PROBLEM
Below are records; count the lines that contain "hood" and give only the total.

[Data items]
■ ■ ■
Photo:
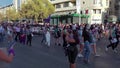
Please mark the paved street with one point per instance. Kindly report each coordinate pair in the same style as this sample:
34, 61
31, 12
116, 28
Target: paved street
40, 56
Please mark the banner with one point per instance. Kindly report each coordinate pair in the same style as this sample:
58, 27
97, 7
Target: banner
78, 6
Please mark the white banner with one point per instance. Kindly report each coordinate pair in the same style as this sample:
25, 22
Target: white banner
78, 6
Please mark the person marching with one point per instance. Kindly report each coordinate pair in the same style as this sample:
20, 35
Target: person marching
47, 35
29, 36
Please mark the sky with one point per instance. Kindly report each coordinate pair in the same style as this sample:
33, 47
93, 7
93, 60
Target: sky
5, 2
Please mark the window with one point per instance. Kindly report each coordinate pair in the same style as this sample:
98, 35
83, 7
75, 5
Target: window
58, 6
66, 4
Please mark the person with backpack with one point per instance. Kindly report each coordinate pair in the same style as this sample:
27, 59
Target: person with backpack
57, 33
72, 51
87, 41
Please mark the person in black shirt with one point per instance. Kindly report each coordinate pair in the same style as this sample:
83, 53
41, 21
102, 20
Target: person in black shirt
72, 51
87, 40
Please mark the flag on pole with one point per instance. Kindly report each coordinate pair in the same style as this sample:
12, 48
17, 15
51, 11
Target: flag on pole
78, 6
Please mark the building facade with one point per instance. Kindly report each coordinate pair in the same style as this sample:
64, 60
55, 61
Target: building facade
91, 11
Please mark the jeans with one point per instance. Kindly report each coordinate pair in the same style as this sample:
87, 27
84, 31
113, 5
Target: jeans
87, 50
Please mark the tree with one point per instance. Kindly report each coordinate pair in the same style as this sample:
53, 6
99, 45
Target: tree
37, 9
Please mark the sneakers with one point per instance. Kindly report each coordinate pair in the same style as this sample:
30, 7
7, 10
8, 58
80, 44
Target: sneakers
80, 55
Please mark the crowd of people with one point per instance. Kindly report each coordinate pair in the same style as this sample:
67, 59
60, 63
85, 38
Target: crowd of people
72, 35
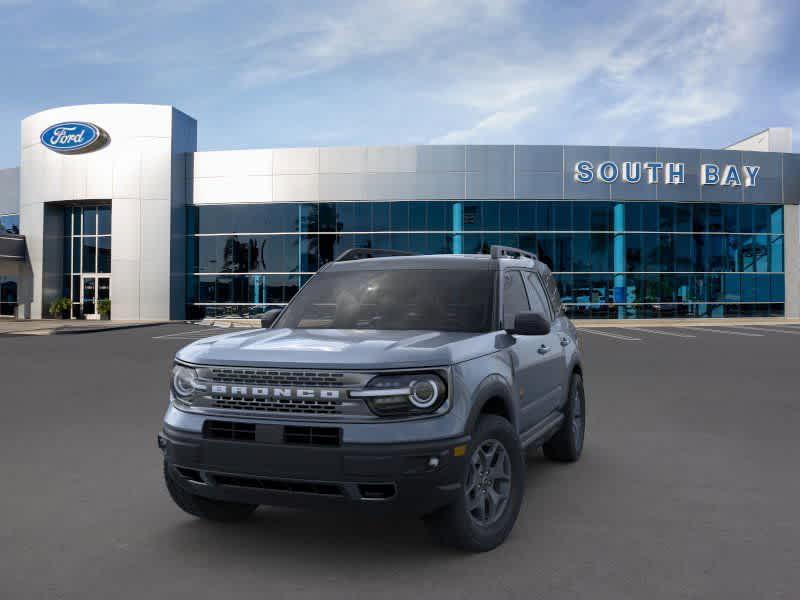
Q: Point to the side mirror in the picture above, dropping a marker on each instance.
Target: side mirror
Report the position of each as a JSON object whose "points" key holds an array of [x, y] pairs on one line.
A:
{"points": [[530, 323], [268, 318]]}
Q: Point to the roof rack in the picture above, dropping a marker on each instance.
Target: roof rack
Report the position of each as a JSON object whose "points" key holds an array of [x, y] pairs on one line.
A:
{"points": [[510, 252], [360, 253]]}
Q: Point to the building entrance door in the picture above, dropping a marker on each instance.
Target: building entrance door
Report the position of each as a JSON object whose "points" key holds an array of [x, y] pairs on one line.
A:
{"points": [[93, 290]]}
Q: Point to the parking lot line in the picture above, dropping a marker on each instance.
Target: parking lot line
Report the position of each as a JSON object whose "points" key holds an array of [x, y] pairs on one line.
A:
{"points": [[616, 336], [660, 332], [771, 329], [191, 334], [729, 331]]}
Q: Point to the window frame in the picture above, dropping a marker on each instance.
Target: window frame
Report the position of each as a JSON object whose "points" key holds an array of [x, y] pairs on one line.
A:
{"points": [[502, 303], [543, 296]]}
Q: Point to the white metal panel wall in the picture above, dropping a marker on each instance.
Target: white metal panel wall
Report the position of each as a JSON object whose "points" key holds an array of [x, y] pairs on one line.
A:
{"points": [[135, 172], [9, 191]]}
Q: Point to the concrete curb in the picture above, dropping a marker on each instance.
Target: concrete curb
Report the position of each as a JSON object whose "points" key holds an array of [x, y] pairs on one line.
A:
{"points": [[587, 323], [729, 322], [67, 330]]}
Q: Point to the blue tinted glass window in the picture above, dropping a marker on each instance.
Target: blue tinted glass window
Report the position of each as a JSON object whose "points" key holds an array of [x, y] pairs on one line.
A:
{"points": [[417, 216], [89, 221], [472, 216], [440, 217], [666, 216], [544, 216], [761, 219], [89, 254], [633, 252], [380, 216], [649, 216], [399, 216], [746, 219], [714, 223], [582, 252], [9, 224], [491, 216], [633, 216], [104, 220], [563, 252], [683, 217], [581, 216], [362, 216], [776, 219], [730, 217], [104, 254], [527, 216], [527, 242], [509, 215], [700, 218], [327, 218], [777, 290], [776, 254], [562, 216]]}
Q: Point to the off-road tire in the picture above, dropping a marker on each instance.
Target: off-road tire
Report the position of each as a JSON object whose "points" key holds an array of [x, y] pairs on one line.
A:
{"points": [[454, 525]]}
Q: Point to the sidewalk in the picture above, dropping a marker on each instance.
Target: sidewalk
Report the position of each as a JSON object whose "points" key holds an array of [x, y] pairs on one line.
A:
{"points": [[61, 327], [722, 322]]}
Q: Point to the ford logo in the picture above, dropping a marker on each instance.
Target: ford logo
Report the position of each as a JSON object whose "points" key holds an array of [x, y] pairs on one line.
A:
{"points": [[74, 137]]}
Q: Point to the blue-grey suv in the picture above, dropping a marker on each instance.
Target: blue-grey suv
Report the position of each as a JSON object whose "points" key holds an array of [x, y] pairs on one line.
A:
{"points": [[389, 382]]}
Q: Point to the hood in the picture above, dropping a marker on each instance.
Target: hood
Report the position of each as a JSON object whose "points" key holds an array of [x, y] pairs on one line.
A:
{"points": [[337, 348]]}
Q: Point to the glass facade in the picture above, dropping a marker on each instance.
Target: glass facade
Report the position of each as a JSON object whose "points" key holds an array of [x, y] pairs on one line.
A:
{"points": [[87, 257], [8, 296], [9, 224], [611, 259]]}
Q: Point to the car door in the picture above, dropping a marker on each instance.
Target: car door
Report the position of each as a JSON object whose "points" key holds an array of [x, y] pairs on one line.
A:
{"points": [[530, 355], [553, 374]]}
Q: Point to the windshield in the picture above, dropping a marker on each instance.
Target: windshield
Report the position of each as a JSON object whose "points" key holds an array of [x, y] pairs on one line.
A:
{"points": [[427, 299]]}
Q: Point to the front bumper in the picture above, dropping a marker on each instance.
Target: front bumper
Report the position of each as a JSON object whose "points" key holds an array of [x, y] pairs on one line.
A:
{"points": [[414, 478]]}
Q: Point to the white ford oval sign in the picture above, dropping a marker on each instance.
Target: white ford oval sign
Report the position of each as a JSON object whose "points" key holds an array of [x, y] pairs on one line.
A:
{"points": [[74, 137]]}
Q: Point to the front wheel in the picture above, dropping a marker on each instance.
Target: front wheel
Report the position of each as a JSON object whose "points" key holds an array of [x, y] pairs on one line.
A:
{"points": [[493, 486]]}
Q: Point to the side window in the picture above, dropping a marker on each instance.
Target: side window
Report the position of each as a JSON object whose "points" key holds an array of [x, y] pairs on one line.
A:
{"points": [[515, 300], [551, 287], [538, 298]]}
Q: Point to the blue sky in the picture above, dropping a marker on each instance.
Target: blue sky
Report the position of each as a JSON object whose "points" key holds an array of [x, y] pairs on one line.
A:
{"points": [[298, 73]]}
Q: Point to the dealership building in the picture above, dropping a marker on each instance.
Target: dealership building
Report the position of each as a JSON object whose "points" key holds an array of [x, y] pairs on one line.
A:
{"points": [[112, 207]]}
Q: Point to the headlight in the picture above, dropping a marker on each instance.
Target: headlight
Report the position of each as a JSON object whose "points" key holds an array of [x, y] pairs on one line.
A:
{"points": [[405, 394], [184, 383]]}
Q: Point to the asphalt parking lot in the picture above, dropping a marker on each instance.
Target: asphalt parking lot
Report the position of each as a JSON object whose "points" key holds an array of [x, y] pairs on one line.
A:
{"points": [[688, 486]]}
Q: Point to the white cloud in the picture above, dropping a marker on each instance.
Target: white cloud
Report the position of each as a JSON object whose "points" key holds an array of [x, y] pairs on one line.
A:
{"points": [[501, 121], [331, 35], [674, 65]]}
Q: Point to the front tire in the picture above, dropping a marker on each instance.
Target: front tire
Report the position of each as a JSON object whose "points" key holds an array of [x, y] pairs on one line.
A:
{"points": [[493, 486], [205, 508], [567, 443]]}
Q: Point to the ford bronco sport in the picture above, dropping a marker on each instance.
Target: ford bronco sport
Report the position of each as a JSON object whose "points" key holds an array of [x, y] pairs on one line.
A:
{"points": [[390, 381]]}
■ ■ ■
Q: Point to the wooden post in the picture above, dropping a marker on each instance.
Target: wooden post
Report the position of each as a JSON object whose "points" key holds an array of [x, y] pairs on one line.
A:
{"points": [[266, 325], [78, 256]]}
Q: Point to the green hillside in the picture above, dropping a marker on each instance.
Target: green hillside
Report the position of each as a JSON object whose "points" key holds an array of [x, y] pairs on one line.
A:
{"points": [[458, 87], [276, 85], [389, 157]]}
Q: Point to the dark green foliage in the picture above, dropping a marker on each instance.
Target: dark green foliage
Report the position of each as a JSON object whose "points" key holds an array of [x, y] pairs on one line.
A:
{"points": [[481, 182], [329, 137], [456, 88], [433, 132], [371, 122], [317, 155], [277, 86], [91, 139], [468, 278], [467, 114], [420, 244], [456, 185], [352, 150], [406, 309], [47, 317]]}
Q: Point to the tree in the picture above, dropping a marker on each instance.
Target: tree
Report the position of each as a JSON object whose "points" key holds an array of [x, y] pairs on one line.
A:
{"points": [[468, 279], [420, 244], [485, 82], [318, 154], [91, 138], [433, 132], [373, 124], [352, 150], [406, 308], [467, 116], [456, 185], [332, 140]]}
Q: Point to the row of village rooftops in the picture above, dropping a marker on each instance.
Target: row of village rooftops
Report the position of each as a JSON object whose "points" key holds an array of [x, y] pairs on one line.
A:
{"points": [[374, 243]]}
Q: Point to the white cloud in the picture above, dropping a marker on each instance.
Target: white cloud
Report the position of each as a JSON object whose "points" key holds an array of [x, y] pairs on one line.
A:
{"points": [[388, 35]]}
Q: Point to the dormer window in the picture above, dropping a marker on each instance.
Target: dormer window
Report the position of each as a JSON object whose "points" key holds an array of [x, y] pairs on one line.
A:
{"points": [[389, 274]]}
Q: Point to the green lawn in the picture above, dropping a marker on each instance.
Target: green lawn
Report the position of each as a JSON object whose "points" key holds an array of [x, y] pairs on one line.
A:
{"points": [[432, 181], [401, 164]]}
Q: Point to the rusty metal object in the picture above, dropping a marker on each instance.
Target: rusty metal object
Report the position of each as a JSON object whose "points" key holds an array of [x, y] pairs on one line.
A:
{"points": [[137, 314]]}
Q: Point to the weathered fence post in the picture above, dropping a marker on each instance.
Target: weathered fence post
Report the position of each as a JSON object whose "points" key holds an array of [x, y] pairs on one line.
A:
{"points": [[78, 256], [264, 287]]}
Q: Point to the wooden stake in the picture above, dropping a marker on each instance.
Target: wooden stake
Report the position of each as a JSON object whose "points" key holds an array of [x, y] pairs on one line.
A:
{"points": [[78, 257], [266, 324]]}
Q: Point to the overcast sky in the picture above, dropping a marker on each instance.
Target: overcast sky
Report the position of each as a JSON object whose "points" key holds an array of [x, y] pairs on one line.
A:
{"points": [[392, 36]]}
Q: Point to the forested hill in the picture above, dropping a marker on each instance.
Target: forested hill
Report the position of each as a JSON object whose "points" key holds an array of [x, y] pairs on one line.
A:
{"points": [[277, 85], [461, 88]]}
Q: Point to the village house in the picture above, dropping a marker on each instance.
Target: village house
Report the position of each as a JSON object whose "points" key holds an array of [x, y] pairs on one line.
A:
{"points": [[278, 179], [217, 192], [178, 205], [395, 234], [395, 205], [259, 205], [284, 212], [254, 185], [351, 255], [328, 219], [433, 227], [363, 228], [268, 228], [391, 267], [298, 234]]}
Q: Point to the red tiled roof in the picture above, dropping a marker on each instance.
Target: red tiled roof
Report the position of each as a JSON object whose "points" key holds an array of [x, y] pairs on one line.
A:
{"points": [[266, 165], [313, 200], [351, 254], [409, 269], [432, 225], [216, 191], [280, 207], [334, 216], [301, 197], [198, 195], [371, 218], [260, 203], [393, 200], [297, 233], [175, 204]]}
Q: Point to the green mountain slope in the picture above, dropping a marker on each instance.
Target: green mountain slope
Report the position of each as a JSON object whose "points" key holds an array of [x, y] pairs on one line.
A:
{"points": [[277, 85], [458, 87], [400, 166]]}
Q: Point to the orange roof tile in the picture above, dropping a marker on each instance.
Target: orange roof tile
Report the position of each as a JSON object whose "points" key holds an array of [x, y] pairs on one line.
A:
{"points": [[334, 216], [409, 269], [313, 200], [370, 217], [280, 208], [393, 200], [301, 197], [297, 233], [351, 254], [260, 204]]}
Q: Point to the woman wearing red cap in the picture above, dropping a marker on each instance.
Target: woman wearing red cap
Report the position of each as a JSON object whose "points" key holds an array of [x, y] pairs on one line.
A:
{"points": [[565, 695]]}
■ ■ ■
EXPECTED OUTPUT
2